■ REQUIRED TASK ■
Copy the data from the line containing "the tent leg" through the end of the data, substituting "timber" for every occurrence of "wooden" and leaving all else unchanged.

■ RECORD EXCERPTS ■
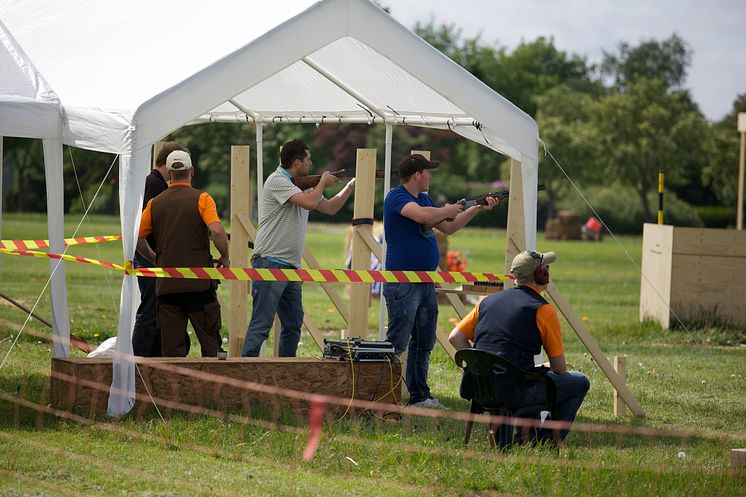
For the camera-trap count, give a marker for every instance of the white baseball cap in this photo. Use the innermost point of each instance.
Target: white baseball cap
(178, 160)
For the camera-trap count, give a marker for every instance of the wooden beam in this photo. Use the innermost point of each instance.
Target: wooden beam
(516, 227)
(738, 462)
(365, 174)
(620, 366)
(329, 288)
(590, 343)
(239, 252)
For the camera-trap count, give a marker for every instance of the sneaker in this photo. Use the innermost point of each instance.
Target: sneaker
(430, 403)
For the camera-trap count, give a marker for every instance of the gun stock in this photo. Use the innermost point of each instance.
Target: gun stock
(306, 182)
(482, 199)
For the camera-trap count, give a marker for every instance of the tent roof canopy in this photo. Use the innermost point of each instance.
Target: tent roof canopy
(153, 67)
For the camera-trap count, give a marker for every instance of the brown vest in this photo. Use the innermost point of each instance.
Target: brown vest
(181, 238)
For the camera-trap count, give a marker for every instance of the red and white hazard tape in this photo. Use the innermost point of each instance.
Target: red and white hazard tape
(37, 244)
(254, 274)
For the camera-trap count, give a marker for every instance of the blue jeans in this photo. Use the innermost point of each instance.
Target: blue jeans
(283, 298)
(413, 316)
(571, 389)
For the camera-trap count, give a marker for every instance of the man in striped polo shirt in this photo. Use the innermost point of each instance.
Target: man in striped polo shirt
(279, 244)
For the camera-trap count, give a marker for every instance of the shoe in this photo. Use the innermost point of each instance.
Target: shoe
(430, 403)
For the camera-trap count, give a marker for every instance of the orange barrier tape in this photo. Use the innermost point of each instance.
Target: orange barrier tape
(64, 257)
(307, 275)
(36, 244)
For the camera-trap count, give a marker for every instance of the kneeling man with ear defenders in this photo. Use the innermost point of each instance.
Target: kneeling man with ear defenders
(518, 322)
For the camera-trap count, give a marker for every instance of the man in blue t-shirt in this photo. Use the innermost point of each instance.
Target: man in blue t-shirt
(409, 216)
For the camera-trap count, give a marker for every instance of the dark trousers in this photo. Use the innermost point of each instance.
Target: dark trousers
(199, 308)
(146, 337)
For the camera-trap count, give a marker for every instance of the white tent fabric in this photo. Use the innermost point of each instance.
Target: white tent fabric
(30, 109)
(129, 73)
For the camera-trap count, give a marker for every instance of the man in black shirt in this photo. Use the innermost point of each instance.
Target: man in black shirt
(146, 336)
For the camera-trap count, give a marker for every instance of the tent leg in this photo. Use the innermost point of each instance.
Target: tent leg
(56, 233)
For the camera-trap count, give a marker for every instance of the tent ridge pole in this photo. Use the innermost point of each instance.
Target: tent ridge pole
(357, 96)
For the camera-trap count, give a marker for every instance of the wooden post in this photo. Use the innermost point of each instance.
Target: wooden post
(364, 195)
(239, 251)
(742, 130)
(1, 187)
(738, 462)
(516, 227)
(620, 366)
(590, 344)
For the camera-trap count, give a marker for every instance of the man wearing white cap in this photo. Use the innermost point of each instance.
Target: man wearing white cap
(183, 220)
(517, 323)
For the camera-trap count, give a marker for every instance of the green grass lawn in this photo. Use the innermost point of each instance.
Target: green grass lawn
(691, 383)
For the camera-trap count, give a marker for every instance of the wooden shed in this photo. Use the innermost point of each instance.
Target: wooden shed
(692, 273)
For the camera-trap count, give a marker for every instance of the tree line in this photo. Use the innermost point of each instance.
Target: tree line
(611, 126)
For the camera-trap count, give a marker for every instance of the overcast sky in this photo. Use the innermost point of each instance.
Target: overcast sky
(714, 29)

■ EXERCISE ANSWER ■
For the camera-trap count, give a marker for every instance of the tent leg in this photo. Use the innermost point of each instance.
Target: tent leg
(56, 233)
For the camera-trap count, give a marker for every instance of the tent ridge pole in this photo. Use the innermost point of each instance.
Target: tent ridge pole
(357, 96)
For the camera-trap count, give a marker for every instance of the timber post in this photo. Use the innermost point of each instance.
Target: timber post
(364, 195)
(239, 251)
(742, 130)
(1, 187)
(738, 462)
(516, 227)
(620, 366)
(590, 344)
For the camera-trap count, give a marker for every instance of the man wearing white cap in this photo. Use the innermost point of each instance.
Target: man wearing white cap
(183, 220)
(517, 323)
For the camera-trap count, give a marker for every instance of the green grass lawn in this photo. Use the innermost point of each instance.
Target: green grass lawn
(691, 383)
For the camera-trap count, give a marker for every instance of the timber shed in this photo. Use the innermost point of each instance.
Target: timber shed
(692, 273)
For the camera-trap count, give a marker for every instance of the tree line in this photo. Use the innermost point of each instance.
Target: tree line
(611, 126)
For the camera-trap count, give a marker for every instance of the overcast sky in this photo. Use the innermost point of each instance.
Target: overcast sky
(714, 29)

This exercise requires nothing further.